** start of DATA **

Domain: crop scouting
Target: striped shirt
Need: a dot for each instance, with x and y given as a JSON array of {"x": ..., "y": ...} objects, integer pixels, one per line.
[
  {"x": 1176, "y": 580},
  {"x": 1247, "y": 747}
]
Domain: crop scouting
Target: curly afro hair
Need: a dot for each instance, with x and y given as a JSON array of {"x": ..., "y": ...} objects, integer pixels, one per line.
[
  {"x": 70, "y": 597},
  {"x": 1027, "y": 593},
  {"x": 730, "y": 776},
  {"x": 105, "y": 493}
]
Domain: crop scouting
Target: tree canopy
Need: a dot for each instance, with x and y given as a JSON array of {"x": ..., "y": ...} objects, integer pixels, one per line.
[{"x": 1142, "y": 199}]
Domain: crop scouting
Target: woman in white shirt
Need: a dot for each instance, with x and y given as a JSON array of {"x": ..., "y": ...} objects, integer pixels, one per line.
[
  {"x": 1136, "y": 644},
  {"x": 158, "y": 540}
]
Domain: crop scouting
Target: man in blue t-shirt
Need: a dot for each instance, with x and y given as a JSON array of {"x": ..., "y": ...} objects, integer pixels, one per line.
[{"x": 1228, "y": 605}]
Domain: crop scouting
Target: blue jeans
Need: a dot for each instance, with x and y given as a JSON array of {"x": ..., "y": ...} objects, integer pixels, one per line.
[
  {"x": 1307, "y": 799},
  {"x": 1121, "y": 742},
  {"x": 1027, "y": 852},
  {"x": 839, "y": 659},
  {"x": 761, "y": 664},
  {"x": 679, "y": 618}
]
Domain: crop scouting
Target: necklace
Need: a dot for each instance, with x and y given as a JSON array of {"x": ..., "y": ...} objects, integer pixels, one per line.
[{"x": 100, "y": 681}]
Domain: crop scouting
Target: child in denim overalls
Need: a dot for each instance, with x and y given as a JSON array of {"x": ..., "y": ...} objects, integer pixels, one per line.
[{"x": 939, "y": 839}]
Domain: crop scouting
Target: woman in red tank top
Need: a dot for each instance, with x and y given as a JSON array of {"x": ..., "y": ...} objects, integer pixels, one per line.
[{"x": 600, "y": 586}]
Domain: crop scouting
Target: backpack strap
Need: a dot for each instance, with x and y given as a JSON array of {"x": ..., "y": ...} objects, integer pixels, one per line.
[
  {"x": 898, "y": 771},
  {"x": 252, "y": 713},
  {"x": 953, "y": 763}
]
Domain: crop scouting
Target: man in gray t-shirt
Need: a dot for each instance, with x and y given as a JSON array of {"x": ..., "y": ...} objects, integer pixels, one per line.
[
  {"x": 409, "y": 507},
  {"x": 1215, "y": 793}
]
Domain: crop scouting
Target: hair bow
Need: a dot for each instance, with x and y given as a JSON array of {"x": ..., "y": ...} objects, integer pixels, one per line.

** end of DATA **

TASK STATEMENT:
Above are the records; retype them all without a single difference.

RESPONSE TO THE TASK:
Domain: crop scouting
Target: striped shirt
Need: a dot for each instance, with x and y given as a JSON array of {"x": ..., "y": ...} objects, integer pixels, one per line.
[
  {"x": 1176, "y": 580},
  {"x": 1247, "y": 747}
]
Domain: crop scouting
Target: curly afro hair
Need: a dot for each instance, with x and y given as a JSON array of {"x": ..., "y": ...} objects, integer pixels, one per line.
[
  {"x": 70, "y": 597},
  {"x": 1027, "y": 593},
  {"x": 730, "y": 776},
  {"x": 105, "y": 493}
]
Domain: crop scouting
Target: tree canopy
Need: a dot for each instance, with x and y given as a JSON array of {"x": ..., "y": ...} objects, integer pixels, one per line.
[{"x": 1142, "y": 199}]
Domain: crop scouting
Target: woman in white shirt
Need: a dot for each instance, with x and y given as a JSON array of {"x": ..., "y": ...} objects, integer pixels, one per line.
[
  {"x": 1136, "y": 644},
  {"x": 158, "y": 540}
]
Domain: crop scouting
Target: man in blue t-shirt
Need: a dot for each instance, with x and y given as a JSON array of {"x": ..., "y": ...} objects, integer pixels, one per line.
[{"x": 1228, "y": 605}]
Domain: crop scouting
Target: blue jeans
Need: a dot for each instance, with x and y given as a JSON array of {"x": ..., "y": ...} objects, integer pixels, one per line.
[
  {"x": 1307, "y": 799},
  {"x": 1121, "y": 742},
  {"x": 1027, "y": 852},
  {"x": 839, "y": 659},
  {"x": 761, "y": 664},
  {"x": 679, "y": 618}
]
Domain: crop scouting
Target: necklace
Need: a dot for each instance, with x and y given as a JSON array of {"x": ..., "y": ...} objects, integer pixels, one per line.
[{"x": 100, "y": 681}]
Domain: crop scouting
Target: child in denim overalls
Need: a dot for each instance, with x and y given as a JSON array of {"x": ..., "y": ...} objects, integer pixels, one per line.
[{"x": 939, "y": 839}]
Domain: crop scouting
Target: woman in red tank top
Need: a dot for each instance, with x and y given as a JSON array of {"x": ..., "y": ...} objects, integer pixels, one per line.
[{"x": 600, "y": 586}]
Domain: crop scouting
Target: backpack strap
Need: a dot for each instance, with x and y given as a JSON array of {"x": ..., "y": ...} objects, integer pixels, one per line.
[
  {"x": 898, "y": 771},
  {"x": 252, "y": 713},
  {"x": 953, "y": 763}
]
Domain: crop scouting
Target: man in gray t-shirt
Need: a dot for each instance, with x and y given as a JSON array of {"x": ..., "y": ...} objects, integer pixels, one per line.
[
  {"x": 409, "y": 507},
  {"x": 1215, "y": 793}
]
Domain: crop scouting
Target: hair bow
Need: a dot for each instance, with x and y given as a JSON array of {"x": ..., "y": ...} objects, integer pixels, one per line.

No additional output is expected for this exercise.